WHAT YOU WILL DO:
1 – Replace "seasonality" with "trend" in the post on machine learning for time series forecasting, giving the passage starting at "Below are some" and ending at "time series here)".
2 – Please extend the post on machine learning for time series forecasting from the point where it stops.

PAGE EXCERPT:
** BEGIN **

Sunday, July 29, 2018

Performance of Machine Learning Models on Time Series Data

In the past few years there has been an increased interest among economists in machine learning. For more discussion see herehere, here, here, here, here, here,  and here.  See also Mindy Mallory's recent post here.

While some folks like Susan Athey are beginning to develop the theory to understand how machine learning can contribute to causal inference, it has carved out a niche in the area of prediction. But what about times series analysis and forecasting?

That is a question taken up by authors this past March in an interesting paper (Statistical and Machine Learning forecasting methods: Concerns and ways forward). They took a good look at the performance of popular machine learning algorithms relative to traditional statistical time series approaches. The authors found that traditional approaches including exponential smoothing and econometric time series approaches out performed algorithmic approaches from machine learning across a number of model specifications, algorithms, and time series data sources.

Below are some interesting excerpts and takeaways from the paper:

When I think of time series methods, I think of things like cointegration, stationarity, autocorrelation, seasonality, auto-regressive conditional heteroskedasticity etc. (I recommend Mindy Mallory's posts on time series here)

Hearing so much about the ability of some machine learning approaches (like deep learning) to mimick feature engineering, I wondered how well algorithmic approaches would handle these issues in time series applications. The authors looked at some of the previous literature in relation to this:

"In contrast to sophisticated time series forecasting methods, where achieving stationarity in both the mean and variance is considered essential, the literature of ML is divided with some studies claiming that ML methods are capable of effectively modelling any type of data pattern and can therefore be applied to the original data [62]. Other studies however, have concluded the opposite, claiming that without appropriate preprocessing, ML methods may become unstable and yield suboptimal results [28]."

One thing about this paper, as I read it, is that it does not take an adversarial or luddite tone toward machine learning methods in favor of more traditional approaches. While they found challenges related to predictive accuracy, they seemed to proactively look deeper to understand why ML algorithms performed the way they did and how to make ML approaches better at time series.

One of the challenges with ML, even with crossvalidation was overfitting and confusion of signals, patterns, and noise in the data:

"An additional concern could be the extent of randomness in the series and the ability of ML models to distinguish the patterns from the noise of the data, avoiding over-fitting....A possible reason for the improved accuracy of the ARIMA models is that their parameterization is done through the minimization of the AIC criterion, which avoids over-fitting by considering both goodness of fit and model complexity."

They also recommend instances where ML methods may offer advantages:

"even though M3 might be representative of the reality when it comes to business applications, the findings may be different if nonlinear components are present, or if the data is being dominated by other factors. In such cases, the highly flexible ML methods could offer significant advantage over statistical ones"

** END **

Coordinate annotation records:

** BEGIN **

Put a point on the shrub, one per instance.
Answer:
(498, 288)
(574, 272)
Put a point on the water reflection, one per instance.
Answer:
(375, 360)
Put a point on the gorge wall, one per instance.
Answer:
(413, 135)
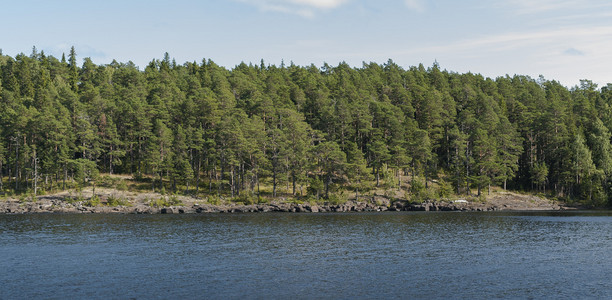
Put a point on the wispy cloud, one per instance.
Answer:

** END **

FINAL RESULTS:
1 –
Below are some interesting excerpts and takeaways from the paper:

When I think of time series methods, I think of things like cointegration, stationarity, autocorrelation, trend, auto-regressive conditional heteroskedasticity etc. (I recommend Mindy Mallory's posts on time series here)

2 –
It was interesting that basic exponential smoothing approaches outperformed much more complicated ML methods:

"the only thing exponential smoothing methods do is smoothen the most recent errors exponentially and then extrapolate the latest pattern in order to forecast. Given their ability to learn, ML methods should do better than simple benchmarks, like exponential smoothing."

However the authors note it is often the case that smoothing methods can offer advantages over more complex econometric time series as well (i.e. ARIMA, VAR, GARCH etc.)

Toward the end of the paper the authors go on to discuss in detail the differences in the domains where we have seen a lot of success in machine learning (speech and image recognition, games, self driving cars etc. ) vs. time series and forecasting applications.

In table 10 of the paper, they drill into some of these specific differences and discuss structural instabilities related to time series data, how the 'rules' change and how forecasts themselves can influence future values, and how this kind of noise might be hard for ML algorithms to capture.

This paper is definitely worth going through again and one to keep in mind if you are about to embark on an applied forecasting project.


Makridakis S, Spiliotis E, Assimakopoulos V (2018) Statistical and Machine Learning forecasting methods: Concerns and ways forward. PLoS ONE 13(3): e0194889.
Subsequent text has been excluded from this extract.